### WHAT YOU ARE ASKED TO DO
Without the pictures, return each record as it appears.

### TASK DATA
◆ ◆ ◆ ◆ ◆

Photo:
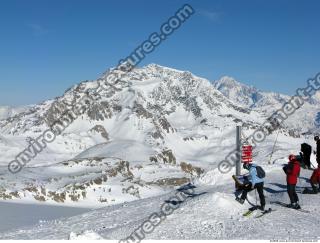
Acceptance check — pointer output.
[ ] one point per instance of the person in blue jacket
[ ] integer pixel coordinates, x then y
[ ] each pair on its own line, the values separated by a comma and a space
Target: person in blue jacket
253, 182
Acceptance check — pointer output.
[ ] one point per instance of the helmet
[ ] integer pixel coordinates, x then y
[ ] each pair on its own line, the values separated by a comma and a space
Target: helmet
292, 157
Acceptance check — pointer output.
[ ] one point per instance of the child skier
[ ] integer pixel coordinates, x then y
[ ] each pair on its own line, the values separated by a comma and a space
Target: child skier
254, 182
314, 181
292, 169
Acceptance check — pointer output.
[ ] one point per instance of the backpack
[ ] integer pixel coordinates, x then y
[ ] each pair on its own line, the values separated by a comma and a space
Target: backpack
260, 172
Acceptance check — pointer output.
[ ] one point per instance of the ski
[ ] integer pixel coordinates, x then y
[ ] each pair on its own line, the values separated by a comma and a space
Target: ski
269, 210
285, 205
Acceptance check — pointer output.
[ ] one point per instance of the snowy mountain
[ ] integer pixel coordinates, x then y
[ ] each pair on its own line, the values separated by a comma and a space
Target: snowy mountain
141, 142
248, 96
7, 111
304, 120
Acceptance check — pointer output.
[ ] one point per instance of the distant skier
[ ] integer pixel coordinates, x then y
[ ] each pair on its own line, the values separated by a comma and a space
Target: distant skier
254, 181
292, 170
306, 149
314, 181
317, 152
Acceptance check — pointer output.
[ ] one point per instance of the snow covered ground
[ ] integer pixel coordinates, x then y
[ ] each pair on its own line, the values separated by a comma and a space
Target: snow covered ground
15, 215
209, 212
135, 145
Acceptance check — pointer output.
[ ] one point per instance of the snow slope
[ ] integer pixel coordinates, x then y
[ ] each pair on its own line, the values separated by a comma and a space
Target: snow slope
136, 145
210, 212
7, 111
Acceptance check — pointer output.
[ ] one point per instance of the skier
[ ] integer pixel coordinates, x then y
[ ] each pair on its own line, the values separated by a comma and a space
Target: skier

◆ ◆ ◆ ◆ ◆

### RESULT OF THIS TASK
Photo:
Acceptance check — pointer output.
[ ] one point per instance of the person in blue jacket
[ ] integer pixel coordinates, x then y
[ ] each pair on its own line, the values separated by a comma and a space
Target: person in blue jacket
253, 182
Acceptance check — pointer output.
[ ] one point per instance of the helmet
[ ] integer pixel coordinates, x then y
[ ] each pair on its own line, the values separated by a comma and a space
Target: helmet
292, 157
Acceptance check — pointer output.
[ ] one point per instance of the child skier
[ ] integer pixel coordinates, x then y
[ ] each pair on its own line, the values separated by a comma and a space
Target: child skier
254, 182
314, 181
292, 169
Acceptance check — pointer output.
[ ] one point per instance of the backpack
[ ] integer pixel coordinates, x then y
[ ] each pair on its own line, the values separated by a comma and a space
Target: backpack
260, 172
Acceptance check — pointer output.
[ ] one point per instance of the ski
[ ] integer pixel coordinates, x then y
[ ] each pair on its own line, the values separated by a comma and a space
Target: ski
269, 210
285, 205
Acceptance check — pointer output.
[ ] one point per instance of the snowy mountain
[ ] integer pixel coordinates, x then y
[ ] each pair on its own line, the values separated by a comma and a space
Target: snowy mountain
141, 142
248, 96
7, 111
304, 120
Acceptance check — pointer output.
[ ] one point per instance of the distant skier
[ ] integer pixel coordinates, x then y
[ ] each pair on its own line, the values separated by a comma and a space
Target: distant skier
254, 181
292, 170
306, 149
314, 181
317, 152
Acceptance check — pointer output.
[ ] one point per instance of the snow covered ground
[ ] integer pixel coordinates, x then y
[ ] each pair on its own line, the values separated by a comma and a space
Target: snow covered ground
15, 215
209, 212
135, 145
Acceptance check — pointer output.
[ ] one point per instance of the snow slope
[ ] integer pixel coordinates, x then y
[ ] each pair on its own line, the values separated by a comma and a space
Target: snow slope
136, 145
210, 212
7, 111
Acceptance check — pointer output.
[ ] one point per instance of the skier
[ ] integer pixel coordinates, x then y
[ ] each pair on its own line, the values separated by a comma and a space
Target: skier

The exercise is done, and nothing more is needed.